Items
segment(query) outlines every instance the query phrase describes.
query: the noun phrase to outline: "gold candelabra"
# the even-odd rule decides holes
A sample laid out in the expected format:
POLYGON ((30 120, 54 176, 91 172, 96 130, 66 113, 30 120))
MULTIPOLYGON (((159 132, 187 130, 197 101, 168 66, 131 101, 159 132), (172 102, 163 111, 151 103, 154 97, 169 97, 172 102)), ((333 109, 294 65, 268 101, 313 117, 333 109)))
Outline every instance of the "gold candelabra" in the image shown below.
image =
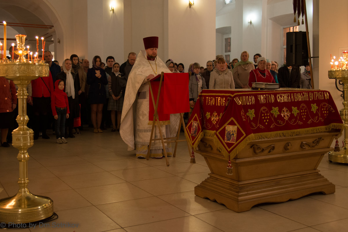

What you are asked to do
Output the lines above unchanged, starting with the first line and ending with the line containing "POLYGON ((30 120, 54", both included.

Solution below
segment(query) outlines every instance the query phrase describes.
query: the noun phrase to outline: "gold candelabra"
# the even-odd rule decides holes
A sample laid out in the expected format:
POLYGON ((30 120, 54 176, 91 172, 96 130, 66 113, 30 120))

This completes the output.